(Data listing)
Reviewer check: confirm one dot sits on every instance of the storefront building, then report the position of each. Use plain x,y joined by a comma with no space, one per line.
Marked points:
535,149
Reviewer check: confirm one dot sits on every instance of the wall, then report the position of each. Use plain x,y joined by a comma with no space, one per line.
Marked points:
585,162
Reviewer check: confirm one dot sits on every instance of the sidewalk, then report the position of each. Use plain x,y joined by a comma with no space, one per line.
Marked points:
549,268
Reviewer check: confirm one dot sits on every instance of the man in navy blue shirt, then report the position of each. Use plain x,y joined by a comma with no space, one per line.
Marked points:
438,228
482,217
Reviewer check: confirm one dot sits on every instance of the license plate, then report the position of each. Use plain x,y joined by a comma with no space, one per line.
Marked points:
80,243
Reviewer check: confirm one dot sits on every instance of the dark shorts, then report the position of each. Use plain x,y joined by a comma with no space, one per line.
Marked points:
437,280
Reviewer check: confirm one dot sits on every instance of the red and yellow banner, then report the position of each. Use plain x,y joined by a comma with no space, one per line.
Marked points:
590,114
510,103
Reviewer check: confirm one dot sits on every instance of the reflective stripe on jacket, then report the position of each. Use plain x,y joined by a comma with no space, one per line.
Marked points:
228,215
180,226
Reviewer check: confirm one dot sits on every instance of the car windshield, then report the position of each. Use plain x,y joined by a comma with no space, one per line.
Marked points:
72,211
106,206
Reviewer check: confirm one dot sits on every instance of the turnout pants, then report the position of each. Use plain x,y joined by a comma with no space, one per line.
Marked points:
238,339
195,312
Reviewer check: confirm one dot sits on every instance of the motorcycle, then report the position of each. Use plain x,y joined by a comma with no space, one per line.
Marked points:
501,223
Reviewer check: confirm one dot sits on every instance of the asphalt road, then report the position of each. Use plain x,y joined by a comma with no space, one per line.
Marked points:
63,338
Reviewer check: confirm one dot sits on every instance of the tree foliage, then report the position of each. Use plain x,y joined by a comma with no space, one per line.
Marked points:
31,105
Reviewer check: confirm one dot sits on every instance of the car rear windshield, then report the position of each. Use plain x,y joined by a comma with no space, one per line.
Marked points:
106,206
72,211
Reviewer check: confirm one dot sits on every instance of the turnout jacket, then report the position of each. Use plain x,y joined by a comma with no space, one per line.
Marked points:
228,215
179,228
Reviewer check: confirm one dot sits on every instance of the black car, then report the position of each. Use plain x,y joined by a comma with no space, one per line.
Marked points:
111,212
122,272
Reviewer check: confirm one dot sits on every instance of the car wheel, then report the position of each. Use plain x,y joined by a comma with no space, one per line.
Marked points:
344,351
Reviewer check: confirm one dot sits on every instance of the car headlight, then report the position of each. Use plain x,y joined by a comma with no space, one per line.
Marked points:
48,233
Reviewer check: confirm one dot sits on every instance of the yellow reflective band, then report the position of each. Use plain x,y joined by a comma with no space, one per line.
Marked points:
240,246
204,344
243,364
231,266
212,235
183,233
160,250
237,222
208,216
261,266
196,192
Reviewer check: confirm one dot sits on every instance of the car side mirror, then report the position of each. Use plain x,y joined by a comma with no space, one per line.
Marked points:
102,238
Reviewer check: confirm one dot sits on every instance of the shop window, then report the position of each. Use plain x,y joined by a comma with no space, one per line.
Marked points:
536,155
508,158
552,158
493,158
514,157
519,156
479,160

◆ TASK INSTRUCTIONS:
Write out every entry word for word.

◆ OUTPUT BELOW:
Reviewer check: confirm one dot sits on every instance of the storefront building, then report the position of each. Use plain x,y joined by a comma with no space, one per line.
Marked points:
535,149
Reviewer check: confirm one dot sits on every instance of the wall, then report the position of each. Use plain x,y joined by a comma with no space, one per line.
Marked points:
585,162
Reviewer check: confirm one dot sits on every instance of the sidewalk, then report the position of each. Use plain x,y joined by a comma with no space, one per line.
Marked points:
549,268
Reviewer check: confirm one dot sits on every instance of the man in navy blue shirt, then report the position of each. Use plain x,y joined by a comma with no space, one per line.
Marked points:
438,228
482,217
Reviewer check: confirm one dot sits on every instance of the license plate, then report the position of each. Use plain x,y joined by a comma with no space, one per line.
Marked points:
80,243
Reviewer check: confirm one dot sits on every instance of the dark shorts, then report the position of each. Use plain x,y joined by a comma with no space, one per line.
Marked points:
437,280
Reviewer check: confirm one dot sits on every instance of the red and yellow banner, then report the position of each. Use plain x,y joined by a comma with no space, one per line.
Marked points:
590,114
510,103
Reviewer check: confirm one dot sits on every instance of the reflective stripe on jacket, then report the position of each. Use plain x,y joined by a comma with no space, one per line.
Marked points:
228,215
180,226
Reviewer check: confirm one dot sits on every instance of the car windshield, then report the position of each. Use plain x,y joined by a comma with no space, one per line.
Marked points:
72,211
106,206
Reviewer check: confirm one dot sits on every instance of the turnout pants, then report the position of each. Use plain x,y joined by a comma with no space, one per line.
Marked points:
238,339
195,312
Reviewer check: confirm one dot sits on every instance of the motorcycle, then report the position of each. Use plain x,y joined by a comma with no space, one per line.
Marked points:
501,223
Reviewer check: confirm one dot sits on every instance of the asphalt road, then report the position of each. Use plain x,y joined by a comma with no space, one per line.
Marked points:
63,338
Reviewer check: confirm one dot sits on every instance of the tree foliage, then report the position of each. Use plain x,y joined by a comma with no space, one per line.
Marked points:
31,105
Reviewer check: confirm one dot sits on every instance of the car rear windshield, then report the position of each. Use plain x,y joined by a comma with no space, one per line.
Marked points:
106,206
72,211
Reviewer check: confirm one dot sits on every instance of the turnout jacket, then report the position of each. Use plain x,y joined by a comma with no space, one per line.
Marked points:
228,215
179,228
Reviewer check: confirm one dot sits on every instance of the black car, then report the position of each. Use plain x,y joined by a comma with no space, one per line.
Marked points:
111,212
122,272
Reviewer check: confirm one dot sits on every instance of the car wheel, then report the position of each. Use plain x,y joined by a comma with no space, one per line.
Marked points:
344,351
Reviewer check: confirm one dot sits on every instance of the car headlight, then report the position of each. Use plain x,y joined by a comma with no space, one per line.
Marked points:
48,233
Reviewer check: confirm one dot sits on every instance of the yellow reflective band, then report the position of each. Use plain x,y joined by a comma with no space, one per line.
Marked points:
240,246
204,344
243,364
231,266
212,235
183,233
160,250
237,222
208,216
261,266
196,192
Reviewer check: confirm one dot sits on every instance of the car side mirror, then report the position of each. Use plain x,y joined by a comma with no space, one per line.
Marked points:
102,238
Reviewer check: confirm one dot sits on every instance of the shop window, then report the position of each. Use plain x,y joined by a comma with no space, one per line.
Marked points:
536,155
508,158
552,158
493,158
514,157
519,156
479,160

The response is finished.